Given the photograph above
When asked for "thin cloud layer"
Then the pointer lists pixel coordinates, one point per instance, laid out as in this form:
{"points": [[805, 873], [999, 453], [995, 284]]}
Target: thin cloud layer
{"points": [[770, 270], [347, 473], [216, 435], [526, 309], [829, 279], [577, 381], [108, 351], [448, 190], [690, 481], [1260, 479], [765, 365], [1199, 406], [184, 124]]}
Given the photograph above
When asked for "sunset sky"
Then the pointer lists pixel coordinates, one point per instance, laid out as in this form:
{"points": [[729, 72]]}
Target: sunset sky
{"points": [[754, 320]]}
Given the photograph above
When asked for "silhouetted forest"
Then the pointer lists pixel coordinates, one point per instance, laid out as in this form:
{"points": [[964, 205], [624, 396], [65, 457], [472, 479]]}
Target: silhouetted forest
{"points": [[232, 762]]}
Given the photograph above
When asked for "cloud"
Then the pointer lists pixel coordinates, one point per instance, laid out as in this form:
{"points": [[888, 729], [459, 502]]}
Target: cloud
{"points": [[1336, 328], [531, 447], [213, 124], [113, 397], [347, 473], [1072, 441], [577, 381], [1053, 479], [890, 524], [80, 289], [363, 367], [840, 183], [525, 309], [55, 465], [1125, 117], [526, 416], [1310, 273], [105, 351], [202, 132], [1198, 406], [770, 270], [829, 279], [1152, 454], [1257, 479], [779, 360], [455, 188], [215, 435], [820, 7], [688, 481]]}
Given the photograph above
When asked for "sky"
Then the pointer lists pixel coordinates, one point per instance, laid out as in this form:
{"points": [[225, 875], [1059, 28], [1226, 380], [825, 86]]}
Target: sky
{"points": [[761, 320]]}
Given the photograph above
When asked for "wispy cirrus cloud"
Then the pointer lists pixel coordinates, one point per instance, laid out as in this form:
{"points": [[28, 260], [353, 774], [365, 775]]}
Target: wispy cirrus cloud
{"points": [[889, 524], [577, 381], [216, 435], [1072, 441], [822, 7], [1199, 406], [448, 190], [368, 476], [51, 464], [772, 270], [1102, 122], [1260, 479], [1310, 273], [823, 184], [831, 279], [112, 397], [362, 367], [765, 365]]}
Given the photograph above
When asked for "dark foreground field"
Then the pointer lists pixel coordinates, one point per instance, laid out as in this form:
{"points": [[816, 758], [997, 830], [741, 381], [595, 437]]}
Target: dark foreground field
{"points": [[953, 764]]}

* * * * *

The records above should be returned exactly.

Given the photograph above
When asked for "thin cloud layer"
Then the pointer lists pixel coordinates, one point per instance, laid out as in this form:
{"points": [[805, 873], [999, 453], [995, 284]]}
Target: thin cloud layer
{"points": [[770, 270], [347, 473], [216, 435], [526, 309], [829, 279], [577, 381], [108, 351], [448, 190], [690, 481], [1260, 479], [765, 365], [1199, 406], [184, 124]]}
Given the photograph above
When asked for "sunset sky"
Then the pointer lists pixel coordinates, one point per instance, laid out as in this form:
{"points": [[729, 72]]}
Target: sunset sky
{"points": [[754, 320]]}
Given the photograph above
When asked for "silhouetted forest"
Then the pointer lists pixel coordinates, one point per instance, laid out as in this form:
{"points": [[964, 205], [624, 396], [65, 457], [472, 479]]}
Target: silhouetted forest
{"points": [[232, 762]]}
Given the photograph above
When asked for "cloud"
Then the pointer lists pixel coordinates, one point per instance, laid out as in this form:
{"points": [[888, 729], [459, 502]]}
Target: cloud
{"points": [[1336, 328], [531, 447], [213, 124], [113, 397], [347, 473], [1072, 441], [577, 381], [1053, 479], [890, 524], [80, 289], [363, 367], [840, 183], [525, 309], [55, 465], [1125, 117], [526, 416], [1310, 273], [105, 351], [202, 132], [1198, 406], [770, 270], [829, 279], [1152, 454], [1257, 479], [779, 360], [455, 188], [215, 435], [820, 7], [688, 481]]}
Given the photograph above
When asked for "sky"
Then the pointer lists pixel coordinates, one point per instance, laid out as in this form:
{"points": [[225, 875], [1059, 28], [1226, 380], [825, 86]]}
Target: sky
{"points": [[761, 320]]}
Given the photograph above
When asked for "wispy cirrus cloud"
Then the pointer lists pixel coordinates, one point per instance, laid out as in this form:
{"points": [[28, 260], [353, 774], [365, 775]]}
Target: wispy cirrus cloud
{"points": [[889, 524], [577, 381], [216, 435], [1072, 441], [822, 7], [1199, 406], [448, 190], [368, 476], [51, 464], [772, 270], [1102, 122], [1260, 479], [1310, 273], [823, 184], [831, 279], [112, 397], [362, 367], [765, 365]]}
Given the photograph above
When asked for "dark foreground field"
Then the pointer lists pixel coordinates, one point per instance, laid out as in this form:
{"points": [[816, 758], [997, 830], [741, 381], [595, 437]]}
Target: dark foreground field
{"points": [[953, 764]]}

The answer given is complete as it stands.